Les complotistes, sont-ils otages de leurs neurones ?

Une récente étude menée dans le domaine des neurosciences, tend à démontrer que les choix inappropriés et les décisions erronées, auraient un substrat organique.

Le système nerveux humain ne manque pas de secrets restant à découvrir. Foto: LadyofHats / Wikimedia Commons / PD

(Jean-Marc Claus) – Un article d’Antoine Daoust, publié mi-janvier sur le site web Fact & Furious, titrait « COVID-19 : les acteurs de la désinformation en France ». Quelques jours plus tard, le Groupe Hospitalier Paris Psychiatrie & Neurosciences, premier acteur hospitalier parisien des maladies mentales et du système nerveux, publiait sur son compte LinkedIn la découverte qu’un récepteur synaptique qui serait impliqué dans l’émergence de croyances aberrantes. Les complotistes seraient ils alors les otages de leurs possibles dysfonctionnements neuronaux ?

§ **PROBLÈME 1**:
Dans l'extrait sur les complotistes, sur quel site web l'article d'Antoine Daoust a-t-il été publié ?
§ **PROBLÈME 2**:
Reproduisez mot pour mot le passage de l'extrait sur les complotistes qui commence à « Le système nerveux » et se termine à « possibles dysfonctionnements neuronaux ? ».
§ **PROBLÈME 3**:
Veuillez poursuivre l'extrait sur les complotistes et les neurosciences à partir de la dernière phrase.

§ **DONNÉES FOURNIES**:
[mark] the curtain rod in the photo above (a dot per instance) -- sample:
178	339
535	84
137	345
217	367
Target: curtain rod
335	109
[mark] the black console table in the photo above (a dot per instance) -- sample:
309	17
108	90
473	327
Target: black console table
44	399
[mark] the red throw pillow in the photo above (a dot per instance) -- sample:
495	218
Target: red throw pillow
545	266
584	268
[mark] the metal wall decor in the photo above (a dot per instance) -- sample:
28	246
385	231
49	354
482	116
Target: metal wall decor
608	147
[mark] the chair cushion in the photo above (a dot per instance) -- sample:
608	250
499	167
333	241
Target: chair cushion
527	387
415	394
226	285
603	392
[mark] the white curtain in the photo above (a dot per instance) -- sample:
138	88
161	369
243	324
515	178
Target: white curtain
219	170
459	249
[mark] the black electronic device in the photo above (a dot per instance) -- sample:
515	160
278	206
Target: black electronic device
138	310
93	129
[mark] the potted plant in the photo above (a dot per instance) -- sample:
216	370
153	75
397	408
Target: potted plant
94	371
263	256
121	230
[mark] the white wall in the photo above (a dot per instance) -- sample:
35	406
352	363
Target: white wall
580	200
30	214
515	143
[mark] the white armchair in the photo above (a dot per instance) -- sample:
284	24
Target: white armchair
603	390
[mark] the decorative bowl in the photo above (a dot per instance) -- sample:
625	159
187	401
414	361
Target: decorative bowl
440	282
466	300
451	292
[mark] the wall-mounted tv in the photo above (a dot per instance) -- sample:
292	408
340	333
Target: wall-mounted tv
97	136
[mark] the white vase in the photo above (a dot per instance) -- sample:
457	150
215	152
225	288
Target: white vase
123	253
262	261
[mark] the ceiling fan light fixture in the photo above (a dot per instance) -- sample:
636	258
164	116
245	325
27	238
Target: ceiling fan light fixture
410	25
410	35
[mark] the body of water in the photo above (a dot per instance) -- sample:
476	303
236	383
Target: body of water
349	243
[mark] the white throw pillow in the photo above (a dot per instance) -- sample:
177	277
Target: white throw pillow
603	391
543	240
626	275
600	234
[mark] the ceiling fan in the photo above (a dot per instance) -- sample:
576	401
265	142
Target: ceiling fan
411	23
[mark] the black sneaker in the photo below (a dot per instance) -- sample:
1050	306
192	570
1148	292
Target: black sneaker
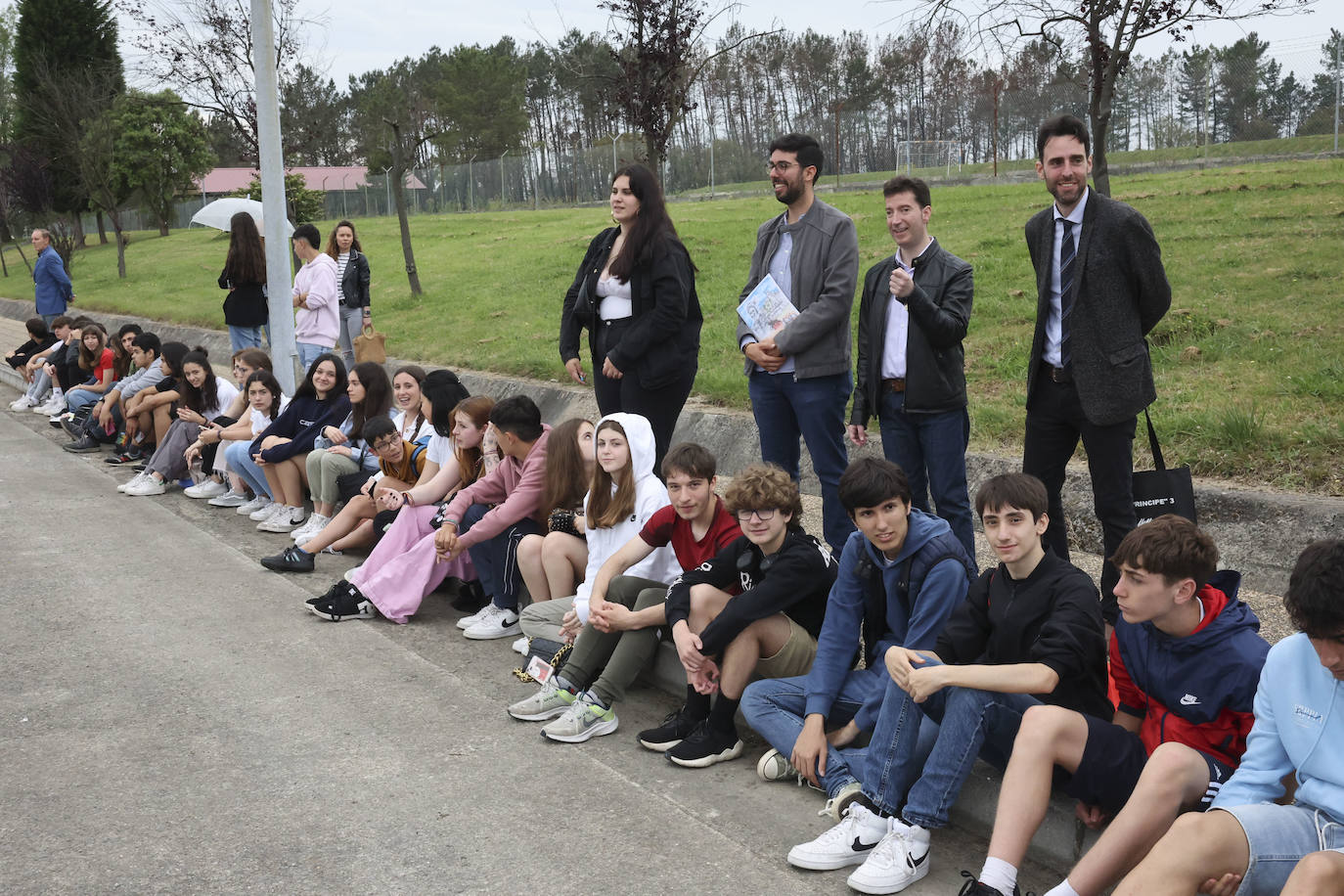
83	445
470	597
291	559
974	888
706	745
671	733
331	593
348	604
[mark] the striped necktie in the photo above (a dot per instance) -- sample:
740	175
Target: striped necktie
1066	291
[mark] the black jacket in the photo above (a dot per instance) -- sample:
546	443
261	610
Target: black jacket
245	304
354	285
1053	618
796	580
663	341
1120	293
940	312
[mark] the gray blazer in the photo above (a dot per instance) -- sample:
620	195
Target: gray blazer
824	269
1120	293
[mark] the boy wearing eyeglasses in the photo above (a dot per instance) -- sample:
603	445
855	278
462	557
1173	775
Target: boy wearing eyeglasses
769	629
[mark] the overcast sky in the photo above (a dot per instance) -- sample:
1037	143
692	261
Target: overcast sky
360	35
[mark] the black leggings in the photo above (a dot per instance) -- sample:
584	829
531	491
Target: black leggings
661	406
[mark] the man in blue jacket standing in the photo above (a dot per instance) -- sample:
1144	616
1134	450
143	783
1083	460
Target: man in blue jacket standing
51	284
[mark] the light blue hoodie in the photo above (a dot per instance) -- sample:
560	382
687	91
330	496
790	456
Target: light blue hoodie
1298	729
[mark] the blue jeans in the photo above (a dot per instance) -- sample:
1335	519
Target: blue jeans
775	708
241	463
970	723
308	352
244	337
496	559
931	450
813	409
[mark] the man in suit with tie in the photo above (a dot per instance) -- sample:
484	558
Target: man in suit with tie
1100	288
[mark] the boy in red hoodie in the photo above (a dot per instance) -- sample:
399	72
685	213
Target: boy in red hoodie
1186	658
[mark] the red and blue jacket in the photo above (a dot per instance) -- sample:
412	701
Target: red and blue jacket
1200	690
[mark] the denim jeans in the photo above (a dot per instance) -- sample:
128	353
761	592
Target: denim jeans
308	352
813	409
931	450
241	463
970	723
496	559
244	337
775	708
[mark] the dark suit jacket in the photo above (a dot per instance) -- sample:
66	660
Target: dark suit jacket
1120	293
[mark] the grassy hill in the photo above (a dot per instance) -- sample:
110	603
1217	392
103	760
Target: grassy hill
1250	360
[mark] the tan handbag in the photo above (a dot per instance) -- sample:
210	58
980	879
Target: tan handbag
369	345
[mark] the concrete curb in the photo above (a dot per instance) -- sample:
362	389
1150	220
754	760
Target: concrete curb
1258	532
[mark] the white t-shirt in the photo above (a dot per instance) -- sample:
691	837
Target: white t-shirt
441	450
406	426
226	395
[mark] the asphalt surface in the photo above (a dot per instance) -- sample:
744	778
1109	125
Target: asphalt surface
175	722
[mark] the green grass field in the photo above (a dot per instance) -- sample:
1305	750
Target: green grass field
1250	360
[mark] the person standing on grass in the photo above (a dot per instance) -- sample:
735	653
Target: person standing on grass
912	368
644	316
1099	291
53	289
245	278
316	299
352	284
798	378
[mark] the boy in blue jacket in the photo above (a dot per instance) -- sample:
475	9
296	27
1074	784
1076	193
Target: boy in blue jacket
1254	845
901	575
1030	632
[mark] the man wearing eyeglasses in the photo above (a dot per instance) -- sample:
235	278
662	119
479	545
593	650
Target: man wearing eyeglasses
798	378
769	629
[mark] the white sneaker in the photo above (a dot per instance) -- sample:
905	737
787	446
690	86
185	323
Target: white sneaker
205	489
850	842
467	622
899	860
283	520
496	622
229	499
147	486
133	479
251	507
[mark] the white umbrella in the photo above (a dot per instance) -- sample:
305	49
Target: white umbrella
219	212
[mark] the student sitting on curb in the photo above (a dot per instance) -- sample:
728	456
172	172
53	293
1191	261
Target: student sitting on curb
1186	658
1247	842
901	575
769	629
626	612
1028	632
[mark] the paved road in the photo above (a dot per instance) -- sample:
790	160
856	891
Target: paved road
172	722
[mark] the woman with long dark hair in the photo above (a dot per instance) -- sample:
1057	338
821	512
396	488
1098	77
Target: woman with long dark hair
635	291
352	283
245	278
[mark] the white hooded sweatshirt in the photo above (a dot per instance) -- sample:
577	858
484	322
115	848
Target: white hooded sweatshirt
650	497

§ **RÉPONSE À L'EXERCICE 1**:
Sur le site web Fact & Furious.

§ **RÉPONSE À L'EXERCICE 2**:
Le système nerveux humain ne manque pas de secrets restant à découvrir. Foto: LadyofHats / Wikimedia Commons / PD

(Jean-Marc Claus) – Un article d’Antoine Daoust, publié mi-janvier sur le site web Fact & Furious, titrait « COVID-19 : les acteurs de la désinformation en France ». Quelques jours plus tard, le Groupe Hospitalier Paris Psychiatrie & Neurosciences, premier acteur hospitalier parisien des maladies mentales et du système nerveux, publiait sur son compte LinkedIn la découverte qu’un récepteur synaptique qui serait impliqué dans l’émergence de croyances aberrantes. Les complotistes seraient ils alors les otages de leurs possibles dysfonctionnements neuronaux ?

§ **RÉPONSE À L'EXERCICE 3**:
D’un point de vue purement scientifique, et donc le plus objectif et le moins partisan possible, cette question mérite d’être posée, même si elle ne peut avoir de réponse absolument affirmative ou radicalement négative. La recherche a suffisamment démontré ces dernières décennies, l’implication de la biochimie moléculaire de notre cerveau dans nos comportements, pour ne plus tout résumer à une emprise essentiellement psychologique, mais un autre excès serait de tout ramener à des dysfonctionnements neurologiques, car dans ce cas, nous ne serions pas très loin d’une réécriture de « 1984 » en version biotechnologique.

L’étude menée conjointement par des chercheurs de l’Hôpital Sainte-Anne, d’universitaires parisiens, de scientifiques de l’École Normale Supérieure et de l’INSERM, a mis en évidence que le blocage d’un récepteur synaptique induit des décisions prématurées, aberrantes et génère des symptômes similaires à ceux observables dans les stades précoces de psychose. Ce récepteur chargé comme tous les autres de divers types, de capter des neuromédiateurs spécifiques assurant la transmission de l’information dans les neurones, est le N-méthyl-D-aspartate (NMDA).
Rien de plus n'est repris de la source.